• SOURCE MATERIAL
= Beginning of Section =
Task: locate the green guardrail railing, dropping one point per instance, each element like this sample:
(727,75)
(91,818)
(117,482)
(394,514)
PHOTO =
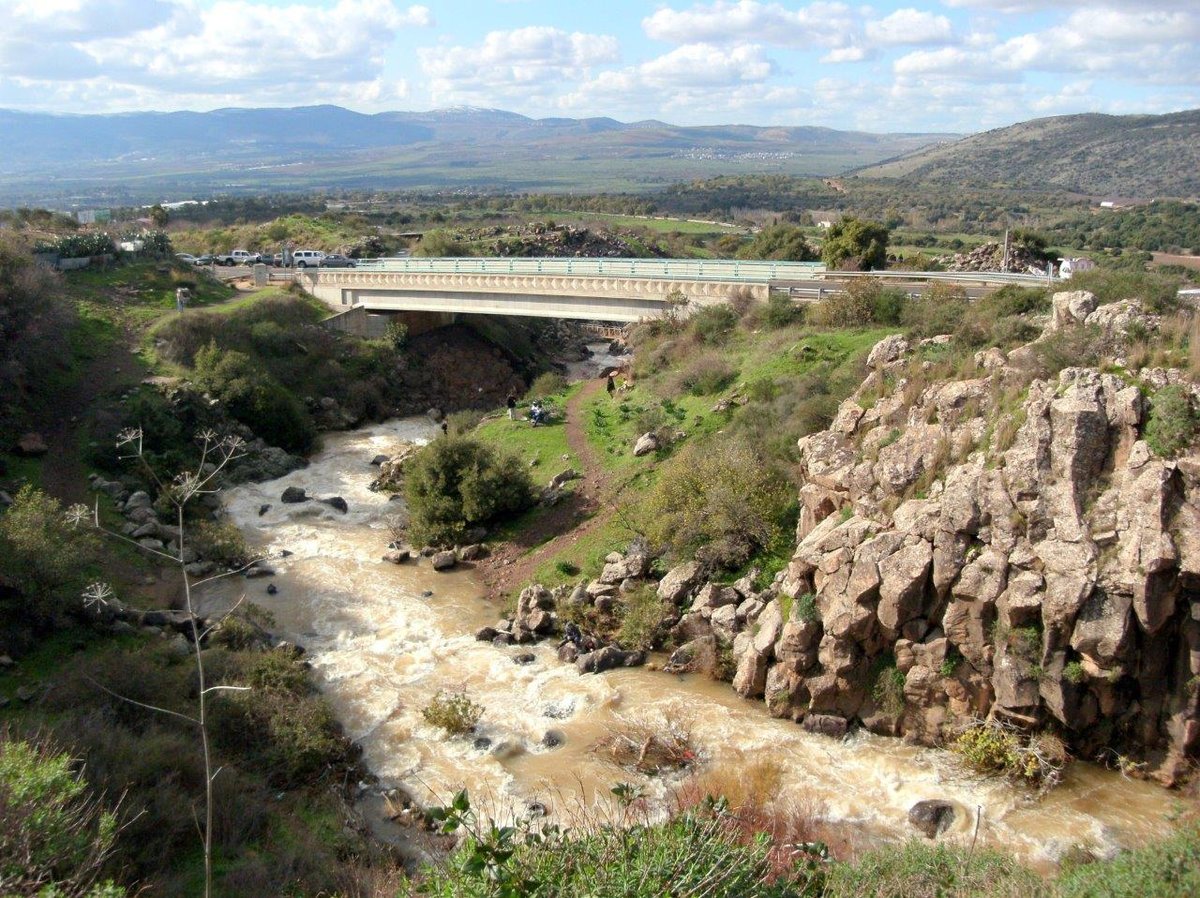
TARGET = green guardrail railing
(670,269)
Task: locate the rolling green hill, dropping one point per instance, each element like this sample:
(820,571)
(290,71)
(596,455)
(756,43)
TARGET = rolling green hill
(1110,156)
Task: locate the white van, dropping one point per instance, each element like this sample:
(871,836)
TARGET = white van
(307,258)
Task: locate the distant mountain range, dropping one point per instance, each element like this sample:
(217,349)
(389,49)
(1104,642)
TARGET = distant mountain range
(141,157)
(144,156)
(1123,156)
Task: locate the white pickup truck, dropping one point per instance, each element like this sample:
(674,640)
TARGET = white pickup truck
(238,257)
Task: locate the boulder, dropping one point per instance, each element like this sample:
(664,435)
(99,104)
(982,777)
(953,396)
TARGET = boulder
(681,581)
(831,725)
(931,816)
(607,658)
(646,444)
(444,561)
(294,495)
(31,445)
(888,349)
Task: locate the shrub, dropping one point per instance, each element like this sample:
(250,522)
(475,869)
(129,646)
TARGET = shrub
(641,618)
(1165,868)
(780,311)
(707,375)
(45,555)
(724,502)
(713,324)
(888,690)
(546,384)
(454,712)
(456,483)
(921,870)
(255,399)
(54,838)
(1173,421)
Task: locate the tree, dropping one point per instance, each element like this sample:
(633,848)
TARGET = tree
(54,837)
(856,245)
(456,483)
(779,241)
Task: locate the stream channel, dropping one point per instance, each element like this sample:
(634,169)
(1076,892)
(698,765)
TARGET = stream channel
(382,648)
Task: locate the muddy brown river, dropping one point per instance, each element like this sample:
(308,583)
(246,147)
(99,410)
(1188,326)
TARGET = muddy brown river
(381,651)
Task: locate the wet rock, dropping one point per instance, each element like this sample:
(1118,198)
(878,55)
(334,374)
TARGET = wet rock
(931,816)
(444,561)
(607,658)
(646,444)
(827,725)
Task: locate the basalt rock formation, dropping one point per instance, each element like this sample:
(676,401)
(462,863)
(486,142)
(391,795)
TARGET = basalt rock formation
(999,545)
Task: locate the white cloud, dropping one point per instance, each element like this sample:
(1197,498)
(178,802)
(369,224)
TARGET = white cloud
(910,28)
(235,52)
(821,23)
(1139,46)
(535,59)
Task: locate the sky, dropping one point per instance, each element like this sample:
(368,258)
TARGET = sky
(910,66)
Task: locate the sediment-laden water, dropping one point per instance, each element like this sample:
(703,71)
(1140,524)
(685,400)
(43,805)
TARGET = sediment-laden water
(382,651)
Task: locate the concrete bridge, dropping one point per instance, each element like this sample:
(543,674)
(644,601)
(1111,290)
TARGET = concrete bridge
(581,288)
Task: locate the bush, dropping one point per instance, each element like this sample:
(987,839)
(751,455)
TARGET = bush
(454,712)
(1173,421)
(780,311)
(641,617)
(256,399)
(546,384)
(706,375)
(922,870)
(1168,868)
(723,502)
(54,838)
(456,483)
(43,555)
(713,324)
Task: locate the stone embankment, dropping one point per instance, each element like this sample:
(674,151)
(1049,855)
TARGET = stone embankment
(1001,546)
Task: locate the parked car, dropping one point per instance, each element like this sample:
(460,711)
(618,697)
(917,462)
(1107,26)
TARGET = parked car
(238,257)
(307,258)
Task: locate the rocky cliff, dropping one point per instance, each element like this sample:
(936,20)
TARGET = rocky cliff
(993,546)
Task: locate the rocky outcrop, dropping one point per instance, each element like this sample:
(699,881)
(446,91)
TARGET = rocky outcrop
(1013,544)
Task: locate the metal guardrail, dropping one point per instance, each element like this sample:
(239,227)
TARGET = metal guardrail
(669,269)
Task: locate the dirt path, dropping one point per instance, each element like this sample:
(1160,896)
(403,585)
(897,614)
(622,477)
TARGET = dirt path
(113,370)
(514,563)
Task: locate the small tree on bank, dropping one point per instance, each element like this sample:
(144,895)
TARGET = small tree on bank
(457,483)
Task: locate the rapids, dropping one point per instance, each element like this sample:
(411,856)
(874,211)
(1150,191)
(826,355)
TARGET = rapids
(381,650)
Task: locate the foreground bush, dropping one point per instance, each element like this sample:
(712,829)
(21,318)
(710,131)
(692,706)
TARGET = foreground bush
(54,838)
(456,483)
(45,556)
(719,502)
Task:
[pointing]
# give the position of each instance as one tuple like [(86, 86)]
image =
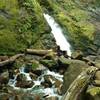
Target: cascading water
[(37, 88), (58, 34)]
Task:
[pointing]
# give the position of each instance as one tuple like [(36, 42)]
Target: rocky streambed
[(47, 76)]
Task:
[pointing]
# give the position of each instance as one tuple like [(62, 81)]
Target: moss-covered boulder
[(75, 19), (22, 26)]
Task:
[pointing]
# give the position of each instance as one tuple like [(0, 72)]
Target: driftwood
[(38, 52), (10, 60), (79, 84)]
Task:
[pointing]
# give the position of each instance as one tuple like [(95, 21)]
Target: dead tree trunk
[(38, 52)]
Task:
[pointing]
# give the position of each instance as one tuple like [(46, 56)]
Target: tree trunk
[(38, 52)]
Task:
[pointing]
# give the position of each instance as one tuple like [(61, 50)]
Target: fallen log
[(79, 84), (38, 52), (10, 60)]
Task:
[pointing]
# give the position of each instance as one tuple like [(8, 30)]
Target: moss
[(74, 21), (21, 25), (49, 63), (94, 91), (35, 65)]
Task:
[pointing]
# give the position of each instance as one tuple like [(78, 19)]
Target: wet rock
[(28, 68), (16, 71), (33, 76), (52, 98), (93, 93), (24, 84), (97, 75), (51, 64), (74, 69), (34, 67), (21, 77), (4, 77), (59, 89), (90, 58), (97, 63), (46, 84), (38, 71), (50, 80), (96, 83), (4, 96), (2, 58), (77, 54)]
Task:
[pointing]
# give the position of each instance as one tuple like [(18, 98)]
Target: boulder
[(33, 76), (73, 70), (52, 98), (24, 84), (93, 93), (77, 54), (51, 64), (4, 77), (21, 77), (97, 75)]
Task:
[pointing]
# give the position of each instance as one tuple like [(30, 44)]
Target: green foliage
[(21, 25), (35, 65), (94, 91)]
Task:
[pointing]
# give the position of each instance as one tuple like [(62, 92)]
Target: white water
[(47, 91), (58, 34)]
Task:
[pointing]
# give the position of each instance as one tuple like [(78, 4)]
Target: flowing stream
[(58, 34), (37, 87)]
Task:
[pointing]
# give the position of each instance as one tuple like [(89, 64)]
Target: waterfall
[(58, 34)]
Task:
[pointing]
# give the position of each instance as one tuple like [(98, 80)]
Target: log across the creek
[(38, 52), (79, 84)]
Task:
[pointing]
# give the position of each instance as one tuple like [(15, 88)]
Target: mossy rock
[(93, 93), (49, 63), (21, 25)]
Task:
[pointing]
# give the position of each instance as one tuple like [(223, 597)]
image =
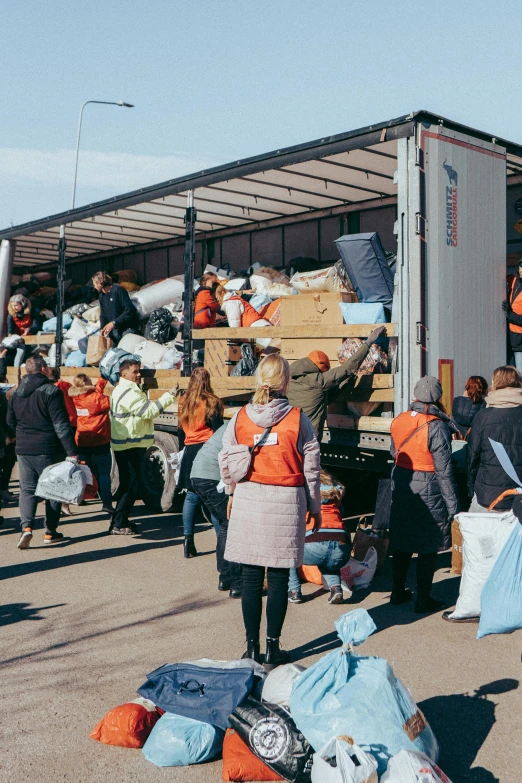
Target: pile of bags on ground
[(346, 719)]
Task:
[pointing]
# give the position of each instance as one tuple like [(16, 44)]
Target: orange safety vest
[(250, 315), (412, 449), (280, 463), (516, 304)]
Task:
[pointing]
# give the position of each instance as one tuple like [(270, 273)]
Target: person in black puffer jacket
[(501, 421), (37, 417), (465, 408)]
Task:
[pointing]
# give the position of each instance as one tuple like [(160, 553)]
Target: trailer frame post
[(60, 292), (189, 258)]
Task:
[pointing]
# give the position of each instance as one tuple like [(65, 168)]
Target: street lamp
[(106, 103)]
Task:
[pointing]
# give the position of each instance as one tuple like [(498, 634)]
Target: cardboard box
[(298, 349), (221, 356), (314, 309)]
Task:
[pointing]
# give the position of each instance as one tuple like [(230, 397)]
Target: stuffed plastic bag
[(128, 725), (277, 688), (501, 598), (358, 574), (375, 362), (483, 536), (248, 362), (239, 763), (348, 694), (270, 733), (340, 761), (410, 767), (177, 742), (64, 482)]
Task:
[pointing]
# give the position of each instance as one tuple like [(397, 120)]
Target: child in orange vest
[(329, 548)]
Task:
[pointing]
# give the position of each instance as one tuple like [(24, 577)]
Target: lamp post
[(60, 275), (106, 103)]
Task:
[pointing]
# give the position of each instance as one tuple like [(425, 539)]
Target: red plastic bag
[(128, 725), (311, 574), (239, 763)]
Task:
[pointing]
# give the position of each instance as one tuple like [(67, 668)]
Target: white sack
[(151, 298), (483, 537)]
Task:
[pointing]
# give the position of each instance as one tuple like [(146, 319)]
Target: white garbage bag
[(64, 482), (277, 687), (341, 761), (412, 767), (483, 536)]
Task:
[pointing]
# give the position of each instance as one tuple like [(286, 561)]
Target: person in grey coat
[(424, 494)]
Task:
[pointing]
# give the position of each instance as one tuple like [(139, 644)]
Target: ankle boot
[(274, 656), (252, 650), (189, 549)]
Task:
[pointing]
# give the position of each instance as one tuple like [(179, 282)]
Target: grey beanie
[(428, 389)]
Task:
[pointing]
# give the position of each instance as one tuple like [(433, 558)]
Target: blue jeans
[(328, 556), (191, 506)]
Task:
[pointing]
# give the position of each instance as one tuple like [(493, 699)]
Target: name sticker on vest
[(270, 441)]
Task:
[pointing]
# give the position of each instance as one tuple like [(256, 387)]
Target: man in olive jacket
[(311, 380)]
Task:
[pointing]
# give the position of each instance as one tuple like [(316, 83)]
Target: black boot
[(253, 650), (274, 656), (189, 549)]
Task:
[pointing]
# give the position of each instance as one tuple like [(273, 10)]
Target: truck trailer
[(445, 198)]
= End of Section =
• WORK REQUIRED
Nothing but the lines above from the one containing "Task: locate the white cloud, dropping" through the one containing "Task: locate the sky, dropping" should appear in the answer, each repeated exactly.

• TASK SOLUTION
Task: locate the white cloud, dropping one point per instance, each element like this sample:
(1197,498)
(178,802)
(369,224)
TARGET = white cloud
(910,28)
(235,52)
(821,23)
(1139,46)
(535,59)
Task: locate the sky, dropping one point per instance, each element like this sample:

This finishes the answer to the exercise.